Distributed Key-Value Database Server of Raspberry Pis

A 15-418 Project by Sean Klein (smklein) and Xiaofan Li (xli2)


We are going to use properties of flash memory and consistent hashing to parallize a webserver and database across a distributed system of Raspberry Pis



Modern computers are often significantly impeded by issues stemming from memory access. As most systems use disk for large quantities of storage, there is a penalty for both random read latency and power consumption. In a distributed system, this means that accessing data sorted by a hashed key can be a bottleneck for client operations. Additionally, the wattage and price required to power a large server rack can be discouraging to those who want to host their own servers. Using low-power, diskless nodes, like raspberry pis (running with ARM 700 MHz CPUs), many of these problems can be solved. By running a large quantity of small nodes in parallel, a memory bandwidth comparable to a typical server rack can be achieved at only a fraction of the cost.


  1. Each pi has a full OS which has more computation capability than a disk controller. As a consequence, each Pi can be responsible for its portion of data, where both client requests and maintenance of data is done locally. Instead of prioritizing load balancing, we are going to focus our efforts on the computation capabilities of a parallel pi system. This will hopefully include creating interesting parallelizable "compute" tasks, which can take advantage of the GPUs on standard pis.
  2. Pis are flexible with memory when setting up a distributed system. In our prototype, a distributed, share-nothing architecture is used to vastly improve scalability by reducing dependincies. However, a NUMA style system with a centralized disk would be a completely feasible alternative to solve the problem of having too little storage (by default, there is 8GB of storage per Pi).

────────

*Task to carry out*
Extract the entire Raspberry Pi key-value database project write-up above, verbatim and in full.

*Data lines*
────────

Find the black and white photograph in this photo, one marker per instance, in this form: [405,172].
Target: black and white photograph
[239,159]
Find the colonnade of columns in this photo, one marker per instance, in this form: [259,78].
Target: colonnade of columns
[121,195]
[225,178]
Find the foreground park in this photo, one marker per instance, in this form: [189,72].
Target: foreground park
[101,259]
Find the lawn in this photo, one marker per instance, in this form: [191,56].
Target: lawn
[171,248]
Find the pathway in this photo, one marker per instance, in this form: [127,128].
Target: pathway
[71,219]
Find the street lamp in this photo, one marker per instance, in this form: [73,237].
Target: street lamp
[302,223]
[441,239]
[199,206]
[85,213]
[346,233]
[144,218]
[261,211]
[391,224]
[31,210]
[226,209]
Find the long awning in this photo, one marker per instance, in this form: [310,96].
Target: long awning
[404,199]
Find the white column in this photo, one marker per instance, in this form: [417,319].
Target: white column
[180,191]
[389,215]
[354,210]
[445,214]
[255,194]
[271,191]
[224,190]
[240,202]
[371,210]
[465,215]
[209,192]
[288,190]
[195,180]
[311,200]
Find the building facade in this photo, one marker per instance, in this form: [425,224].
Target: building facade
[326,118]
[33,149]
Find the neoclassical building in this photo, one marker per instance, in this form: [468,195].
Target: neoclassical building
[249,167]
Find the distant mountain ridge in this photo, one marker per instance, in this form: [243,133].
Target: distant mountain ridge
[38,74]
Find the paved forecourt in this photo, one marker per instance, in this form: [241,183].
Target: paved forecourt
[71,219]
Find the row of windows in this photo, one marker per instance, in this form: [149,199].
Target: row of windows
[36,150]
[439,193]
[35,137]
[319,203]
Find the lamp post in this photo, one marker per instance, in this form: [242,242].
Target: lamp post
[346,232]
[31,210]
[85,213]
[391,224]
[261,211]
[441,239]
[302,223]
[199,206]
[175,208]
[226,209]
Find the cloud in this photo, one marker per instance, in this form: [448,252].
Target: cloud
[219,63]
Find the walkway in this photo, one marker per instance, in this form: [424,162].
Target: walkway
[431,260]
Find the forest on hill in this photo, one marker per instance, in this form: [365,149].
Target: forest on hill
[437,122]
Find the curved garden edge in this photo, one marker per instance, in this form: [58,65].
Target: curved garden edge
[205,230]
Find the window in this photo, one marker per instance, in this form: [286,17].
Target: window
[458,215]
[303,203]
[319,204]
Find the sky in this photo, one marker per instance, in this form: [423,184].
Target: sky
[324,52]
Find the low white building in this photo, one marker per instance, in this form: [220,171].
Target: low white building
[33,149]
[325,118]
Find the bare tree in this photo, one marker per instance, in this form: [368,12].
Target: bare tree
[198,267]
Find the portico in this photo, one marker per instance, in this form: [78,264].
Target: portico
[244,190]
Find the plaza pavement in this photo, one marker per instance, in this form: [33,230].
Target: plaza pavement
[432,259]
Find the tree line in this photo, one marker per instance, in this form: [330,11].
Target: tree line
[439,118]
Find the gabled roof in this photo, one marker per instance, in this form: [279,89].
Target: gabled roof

────────

*Expected answer*
Distributed Key-Value Database Server of Raspberry Pis

A 15-418 Project by Sean Klein (smklein) and Xiaofan Li (xli2)


We are going to use properties of flash memory and consistent hashing to parallize a webserver and database across a distributed system of Raspberry Pis



Modern computers are often significantly impeded by issues stemming from memory access. As most systems use disk for large quantities of storage, there is a penalty for both random read latency and power consumption. In a distributed system, this means that accessing data sorted by a hashed key can be a bottleneck for client operations. Additionally, the wattage and price required to power a large server rack can be discouraging to those who want to host their own servers. Using low-power, diskless nodes, like raspberry pis (running with ARM 700 MHz CPUs), many of these problems can be solved. By running a large quantity of small nodes in parallel, a memory bandwidth comparable to a typical server rack can be achieved at only a fraction of the cost.


  1. Each pi has a full OS which has more computation capability than a disk controller. As a consequence, each Pi can be responsible for its portion of data, where both client requests and maintenance of data is done locally. Instead of prioritizing load balancing, we are going to focus our efforts on the computation capabilities of a parallel pi system. This will hopefully include creating interesting parallelizable "compute" tasks, which can take advantage of the GPUs on standard pis.
  2. Pis are flexible with memory when setting up a distributed system. In our prototype, a distributed, share-nothing architecture is used to vastly improve scalability by reducing dependincies. However, a NUMA style system with a centralized disk would be a completely feasible alternative to solve the problem of having too little storage (by default, there is 8GB of storage per Pi).